Direction
Output every entry exactly as given.

Provided data
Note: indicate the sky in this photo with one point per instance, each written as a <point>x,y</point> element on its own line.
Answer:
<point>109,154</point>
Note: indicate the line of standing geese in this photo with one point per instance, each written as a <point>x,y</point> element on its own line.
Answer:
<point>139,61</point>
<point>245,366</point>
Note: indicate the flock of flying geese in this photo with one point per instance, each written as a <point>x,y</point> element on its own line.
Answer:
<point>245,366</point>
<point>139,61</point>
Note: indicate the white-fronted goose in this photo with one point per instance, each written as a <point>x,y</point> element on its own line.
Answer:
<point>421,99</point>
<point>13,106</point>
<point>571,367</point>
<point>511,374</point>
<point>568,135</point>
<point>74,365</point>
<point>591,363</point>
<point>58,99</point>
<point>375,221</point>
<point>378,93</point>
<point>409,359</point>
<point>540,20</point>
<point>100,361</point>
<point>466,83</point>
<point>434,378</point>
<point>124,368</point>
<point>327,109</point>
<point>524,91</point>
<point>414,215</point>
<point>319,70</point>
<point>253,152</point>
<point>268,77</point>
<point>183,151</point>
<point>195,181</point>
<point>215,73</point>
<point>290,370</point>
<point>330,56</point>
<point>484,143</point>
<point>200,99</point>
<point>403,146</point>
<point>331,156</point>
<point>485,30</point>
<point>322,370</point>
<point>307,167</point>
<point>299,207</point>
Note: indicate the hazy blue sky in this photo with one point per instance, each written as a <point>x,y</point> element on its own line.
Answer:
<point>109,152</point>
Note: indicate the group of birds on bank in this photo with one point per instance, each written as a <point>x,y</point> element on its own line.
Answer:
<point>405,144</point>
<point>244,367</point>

The result
Note: indicate the sky in this photo with one point per instance, each written as a <point>x,y</point> element on its own line.
Answer:
<point>109,154</point>
Note: indicate the line of standing geese in this photo with one point per instance, each written as a <point>x,y</point> element on its own line.
Answer:
<point>139,61</point>
<point>245,366</point>
Note: indicate the flock of flying geese in this photo with one point per instance, each written as a <point>x,y</point> element on its own line.
Answer:
<point>245,366</point>
<point>139,61</point>
Note: indicate the white-fronted goose in this photo with one point per instance, each written as a <point>x,y</point> element on its own line.
Answer:
<point>421,99</point>
<point>13,106</point>
<point>571,367</point>
<point>511,374</point>
<point>568,135</point>
<point>74,365</point>
<point>591,363</point>
<point>58,99</point>
<point>375,221</point>
<point>378,93</point>
<point>409,359</point>
<point>540,20</point>
<point>100,361</point>
<point>466,83</point>
<point>434,378</point>
<point>124,368</point>
<point>327,109</point>
<point>524,91</point>
<point>414,215</point>
<point>319,70</point>
<point>253,152</point>
<point>268,77</point>
<point>183,151</point>
<point>195,181</point>
<point>215,73</point>
<point>290,370</point>
<point>330,56</point>
<point>484,143</point>
<point>200,99</point>
<point>403,146</point>
<point>331,156</point>
<point>485,30</point>
<point>322,370</point>
<point>307,167</point>
<point>299,207</point>
Note: indicate the hazy blue sky in this photo with one point per instance, each written as a <point>x,y</point> element on its own line.
Answer:
<point>109,152</point>
Note: indicate the group of birds on bank in this photo with one point per instance, each written as a <point>x,y</point> element on its own line.
Answer:
<point>405,144</point>
<point>244,367</point>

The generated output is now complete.